» ЗАДАНИЕ 1: По какому адресу в столице автор воспоминаний о Юрии Никулине впервые побывал у него в гостях?

» ИЗВЛЕЧЁННЫЙ ТЕКСТ:
━━━
Лев Сидоровский: Юрий Никулин
18 декабря 2021
18 декабря 1921 года родился Юрий Владимирович Никулин. Об этом журналист, уроженец Иркутска Лев Сидоровский.
Однажды, в середине 1970-х, когда столичный цирк гастролировал в Ленинграде, ко мне в редакцию «Смены» на собственной «Волге» прикатил Юрий Владимирович Никулин. До этого мы уже были знакомы, и накануне я по телефону попросил Никулина о небольшом интервью по поводу их только что начавшихся гастролей. Однако на сей раз любимый артист предстал в несколько непривычном облике: спортивные брюки, кожаная куртка, а на лбу – очки-«консервы», которые обычно носили тогда мотогонщики.
Причём прежде, чем войти, он осторожно постучал в дверь, чуть её приоткрыл и поинтересовался с одесским акцентом: «Здесь проживают супруги Гольдберг?». Узнав гостя, я расхохотался: «Почему – Гольдберг?» Он: «Потому что дальше следует: «Нет. Но на первом этаже живёт господин Гольд, а на четвёртом госпожа Берг». – «Значит, они разошлись?»
Потом быстро поговорили «для газеты». Ну и, конечно, услышал я новый анекдот про быка, который, найдя в траве перчатку, поддел её рогом и обратился к корове: «Мадам, это не вы потеряли бюстгальтер?»
А когда прелестный визитёр собрался в обратную дорогу, надвинул на глаза «консервы» и в таком виде при моём сопровождении появился на набережной Фонтанки. Только подошёл к «Волге», как возник хмурый милиционер из охраны Дома прессы. В «консервах» Никулина не признал и прорычал грозно: «Здесь машину ставить нельзя! Здесь – только для служебных!»
Но Никулина грозный рык вовсе не испугал, отреагировал спокойно: «Для служебных? А я служу». Страж порядка растерялся: «Служите? Где?» Никулин вытянулся по стойке «смирно», взял руку, хотя головной убор отсутствовал, якобы под козырёк, щёлкнул каблуками: «Служу Советскому Союзу!» Сел в свой цвета «белой ночи» лимузин и покатил к цирку.
А двумя годами раньше я впервые оказался в гостях у него, в столице, на Большой Бронной, в квартире № 30 дома № 2/6. Юрий Владимирович (ему было чуть за пятьдесят, и седина в растрёпанной прическе ещё не проявилась) выглядел молодцом, а Татьяна Николаевна – ну просто великолепно! Насущное интервью очередного «воскресного гостя» моей газеты, ради которого я потревожил «под завязку» занятого и в цирке, и в кино столь популярного и уже всенародно любимого (особенно – после «Бриллиантовой руки») артиста, как-то отступило на десятый план.
Мы весело чаёвничали; домашнее клубничное варенье оказалось вкуснейшим, и «фамильные» анекдоты в исполнении хозяина квартиры – презабавными.
Ну, например: «Что сказала твоя жена, когда заметила, что ты целуешься с соседкой?» – «Представь себе – ничего! А те два передних зуба и так давно пора было удалить».
━━━
» ЗАДАНИЕ 2: Выведите без изменений всё из списка ниже, начиная со строки, содержащей «In this exercise you will find the grassy», и до самого конца списка включительно.
━━━
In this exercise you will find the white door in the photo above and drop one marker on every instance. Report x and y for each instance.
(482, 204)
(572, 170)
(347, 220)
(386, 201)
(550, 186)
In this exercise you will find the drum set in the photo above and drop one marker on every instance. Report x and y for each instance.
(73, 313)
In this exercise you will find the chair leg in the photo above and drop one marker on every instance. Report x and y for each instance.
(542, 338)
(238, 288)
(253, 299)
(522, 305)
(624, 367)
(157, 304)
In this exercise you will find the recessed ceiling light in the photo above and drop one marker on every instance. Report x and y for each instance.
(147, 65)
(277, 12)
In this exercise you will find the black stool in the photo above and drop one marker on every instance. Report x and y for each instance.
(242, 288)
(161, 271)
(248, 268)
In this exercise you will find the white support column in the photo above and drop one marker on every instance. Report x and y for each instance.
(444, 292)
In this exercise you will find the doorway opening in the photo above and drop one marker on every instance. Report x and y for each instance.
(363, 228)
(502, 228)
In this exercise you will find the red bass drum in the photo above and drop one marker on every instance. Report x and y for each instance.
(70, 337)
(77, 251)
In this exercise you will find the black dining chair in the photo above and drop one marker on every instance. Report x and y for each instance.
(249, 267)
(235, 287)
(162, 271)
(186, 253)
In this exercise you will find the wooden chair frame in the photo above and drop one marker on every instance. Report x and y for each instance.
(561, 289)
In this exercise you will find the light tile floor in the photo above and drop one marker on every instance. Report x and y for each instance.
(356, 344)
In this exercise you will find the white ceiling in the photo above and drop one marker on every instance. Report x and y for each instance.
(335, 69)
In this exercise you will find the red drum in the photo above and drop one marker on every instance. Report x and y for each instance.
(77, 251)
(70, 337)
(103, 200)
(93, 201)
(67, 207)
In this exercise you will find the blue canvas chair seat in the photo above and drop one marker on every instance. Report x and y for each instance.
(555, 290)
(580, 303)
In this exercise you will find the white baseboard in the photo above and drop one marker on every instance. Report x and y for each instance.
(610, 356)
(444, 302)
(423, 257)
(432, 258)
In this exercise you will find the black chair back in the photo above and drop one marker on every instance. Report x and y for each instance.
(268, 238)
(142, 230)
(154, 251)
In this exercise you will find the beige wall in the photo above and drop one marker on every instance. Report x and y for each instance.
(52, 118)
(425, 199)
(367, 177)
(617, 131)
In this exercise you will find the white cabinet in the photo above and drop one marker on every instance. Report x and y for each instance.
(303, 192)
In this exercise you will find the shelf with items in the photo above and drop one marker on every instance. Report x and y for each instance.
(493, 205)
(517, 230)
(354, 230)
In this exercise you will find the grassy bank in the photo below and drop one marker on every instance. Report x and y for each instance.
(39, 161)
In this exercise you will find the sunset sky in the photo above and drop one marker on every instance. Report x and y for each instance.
━━━
» ИТОГОВЫЙ ОТВЕТ 1: На Большой Бронной, в квартире № 30 дома № 2/6.

» ИТОГОВЫЙ ОТВЕТ 2:
In this exercise you will find the grassy bank in the photo below and drop one marker on every instance. Report x and y for each instance.
(39, 161)
In this exercise you will find the sunset sky in the photo above and drop one marker on every instance. Report x and y for each instance.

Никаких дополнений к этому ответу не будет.